■ **Task directions**
Copy the listing below from the line containing "Mark every instance of the gloved" through its final line, requests included, and offset every coordinate in the answers by adding 115 to it.

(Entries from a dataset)
★ ★ ★ ★ ★ ★ ★

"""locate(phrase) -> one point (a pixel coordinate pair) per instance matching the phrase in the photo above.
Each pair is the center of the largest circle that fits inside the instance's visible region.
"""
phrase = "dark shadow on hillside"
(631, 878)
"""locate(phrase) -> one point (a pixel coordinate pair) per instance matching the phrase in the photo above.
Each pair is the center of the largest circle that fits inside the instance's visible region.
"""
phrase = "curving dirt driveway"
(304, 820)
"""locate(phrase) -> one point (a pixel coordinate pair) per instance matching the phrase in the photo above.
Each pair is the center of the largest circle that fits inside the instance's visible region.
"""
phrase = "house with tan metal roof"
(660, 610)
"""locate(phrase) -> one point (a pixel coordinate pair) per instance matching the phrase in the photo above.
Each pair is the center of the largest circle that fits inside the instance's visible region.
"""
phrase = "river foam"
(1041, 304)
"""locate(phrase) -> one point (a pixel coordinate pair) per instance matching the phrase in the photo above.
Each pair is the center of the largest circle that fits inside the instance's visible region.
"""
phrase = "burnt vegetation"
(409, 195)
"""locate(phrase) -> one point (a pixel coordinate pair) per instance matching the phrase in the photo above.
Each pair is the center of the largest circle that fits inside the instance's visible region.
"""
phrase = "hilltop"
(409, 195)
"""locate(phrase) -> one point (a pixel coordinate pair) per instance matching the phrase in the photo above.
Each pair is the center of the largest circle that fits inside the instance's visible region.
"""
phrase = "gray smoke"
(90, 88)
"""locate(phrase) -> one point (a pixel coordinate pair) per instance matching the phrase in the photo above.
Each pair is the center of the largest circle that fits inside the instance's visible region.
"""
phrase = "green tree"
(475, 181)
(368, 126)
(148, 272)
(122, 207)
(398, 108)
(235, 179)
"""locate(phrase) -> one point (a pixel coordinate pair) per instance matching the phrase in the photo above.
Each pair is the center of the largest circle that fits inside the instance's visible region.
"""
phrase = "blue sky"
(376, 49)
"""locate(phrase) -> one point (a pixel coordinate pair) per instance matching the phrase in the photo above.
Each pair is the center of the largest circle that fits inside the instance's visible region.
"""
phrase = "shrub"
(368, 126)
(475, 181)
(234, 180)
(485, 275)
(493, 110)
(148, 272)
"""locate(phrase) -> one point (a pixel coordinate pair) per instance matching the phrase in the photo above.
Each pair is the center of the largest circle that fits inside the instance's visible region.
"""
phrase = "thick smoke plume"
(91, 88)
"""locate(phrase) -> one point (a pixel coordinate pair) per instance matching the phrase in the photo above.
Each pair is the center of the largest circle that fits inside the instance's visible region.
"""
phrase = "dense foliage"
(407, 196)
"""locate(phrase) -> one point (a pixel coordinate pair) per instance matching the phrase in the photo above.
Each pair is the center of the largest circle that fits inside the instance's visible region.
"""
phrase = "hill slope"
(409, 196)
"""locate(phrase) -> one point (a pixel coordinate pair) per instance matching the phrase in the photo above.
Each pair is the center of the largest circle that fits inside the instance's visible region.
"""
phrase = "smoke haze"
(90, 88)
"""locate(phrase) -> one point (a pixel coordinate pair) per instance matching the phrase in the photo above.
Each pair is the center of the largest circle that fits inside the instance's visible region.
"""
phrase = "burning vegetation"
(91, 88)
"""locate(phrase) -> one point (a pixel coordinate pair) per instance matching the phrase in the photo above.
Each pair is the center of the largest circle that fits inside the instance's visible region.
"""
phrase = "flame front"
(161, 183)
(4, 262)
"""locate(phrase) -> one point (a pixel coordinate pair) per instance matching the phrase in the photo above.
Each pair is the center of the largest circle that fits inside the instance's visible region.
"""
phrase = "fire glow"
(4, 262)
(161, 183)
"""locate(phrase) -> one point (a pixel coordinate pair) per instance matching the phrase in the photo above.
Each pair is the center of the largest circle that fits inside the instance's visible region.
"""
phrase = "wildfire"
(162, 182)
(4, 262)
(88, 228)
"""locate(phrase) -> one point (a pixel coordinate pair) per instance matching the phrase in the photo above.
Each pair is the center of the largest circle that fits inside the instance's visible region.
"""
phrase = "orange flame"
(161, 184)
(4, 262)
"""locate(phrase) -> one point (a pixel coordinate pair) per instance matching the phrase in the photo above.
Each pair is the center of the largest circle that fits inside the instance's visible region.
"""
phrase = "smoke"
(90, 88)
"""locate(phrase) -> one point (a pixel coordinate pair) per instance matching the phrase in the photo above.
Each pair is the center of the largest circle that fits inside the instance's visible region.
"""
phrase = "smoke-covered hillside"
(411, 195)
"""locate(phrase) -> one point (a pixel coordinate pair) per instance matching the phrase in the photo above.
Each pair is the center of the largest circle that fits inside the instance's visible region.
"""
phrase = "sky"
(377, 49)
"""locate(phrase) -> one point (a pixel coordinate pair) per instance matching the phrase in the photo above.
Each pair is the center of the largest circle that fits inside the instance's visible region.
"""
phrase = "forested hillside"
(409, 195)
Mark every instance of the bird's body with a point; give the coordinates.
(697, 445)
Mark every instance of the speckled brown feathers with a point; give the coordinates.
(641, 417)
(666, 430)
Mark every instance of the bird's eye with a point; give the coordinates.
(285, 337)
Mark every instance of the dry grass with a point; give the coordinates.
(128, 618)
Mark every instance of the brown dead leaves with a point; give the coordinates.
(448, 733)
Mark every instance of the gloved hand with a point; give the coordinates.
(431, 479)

★ ★ ★ ★ ★ ★ ★

■ **Correct output**
Mark every instance of the gloved hand with a point; give the coordinates.
(546, 594)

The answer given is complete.